▶ **DOCUMENT TEXT**
━━━━
Can You Actually Measure Intelligence? The IQ Test Scam Nobody Talks About

FI

FakeIQ Staff

Colorful brain being measured with rulers and measuring tape, flat vector illustration

Here’s a fun party trick: tell someone your IQ score and watch their face. If the number is high, they’ll treat you like you just admitted to being a secret wizard. If it’s low, well, you probably won’t be telling anyone.

But here’s the thing nobody seems to ask: what exactly did that test measure?

The Origin Story Nobody Requested

The IQ test was invented in 1905 by a French psychologist named Alfred Binet. His goal was modest and specific — he wanted to identify kids in Paris schools who needed extra help with their studies. That’s it. Not to rank all of humanity on a cosmic intelligence ladder. Not to determine who deserves a scholarship or who should run a country.

Binet himself was pretty clear about this. He said his test did not measure “innate intelligence” and warned that the scores should not be used to label people permanently. He literally said the scale was not designed for that purpose.

So what happened? America happened.

How America Turned a School Tool Into a Sorting Hat

When the IQ test crossed the Atlantic, it got a glow-up it never asked for. Henry Goddard translated Binet’s test into English and immediately started using it to classify immigrants at Ellis Island. In 1913. On people who didn’t speak English. Taking a test in English.

Shockingly, many of them scored poorly.

This was then used as “evidence” that certain ethnic groups were intellectually inferior. The U.S. Army picked up the trend in World War I, mass-testing recruits with the “Army Alpha” and “Army Beta” tests. The results were used to assign ranks, and the data was later cited by eugenicists to argue for immigration restrictions.

So from day one, IQ tests in America were tangled up with some genuinely ugly politics. A tool designed to help kids learn was weaponized to sort people into categories of “worthy” and “unworthy.” Not a great start.
━━━━
▶ **SUPPLIED INFORMATION**

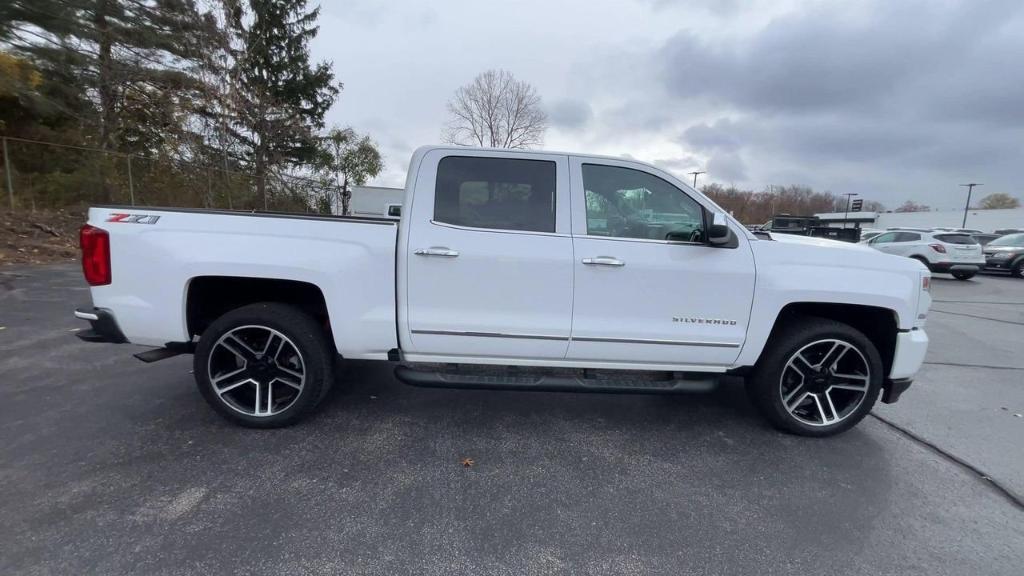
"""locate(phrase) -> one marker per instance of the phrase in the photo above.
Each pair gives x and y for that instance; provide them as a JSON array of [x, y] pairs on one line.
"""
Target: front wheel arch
[[881, 325], [791, 395]]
━━━━
▶ **EXERCISE INSTRUCTIONS**
1) From the article on IQ tests, write out the passage starting at "This was then" and ending at "for immigration restrictions.", without changing a word.
2) Give the records again word for word, omitting the pictures.

▶ **SOLUTIONS PER TASK**
1)
This was then used as “evidence” that certain ethnic groups were intellectually inferior. The U.S. Army picked up the trend in World War I, mass-testing recruits with the “Army Alpha” and “Army Beta” tests. The results were used to assign ranks, and the data was later cited by eugenicists to argue for immigration restrictions.

2)
"""locate(phrase) -> one marker per instance of the phrase in the photo above.
Each pair gives x and y for that instance; provide them as a JSON array of [x, y] pairs on one line.
"""
Target: front wheel arch
[[881, 325], [791, 395]]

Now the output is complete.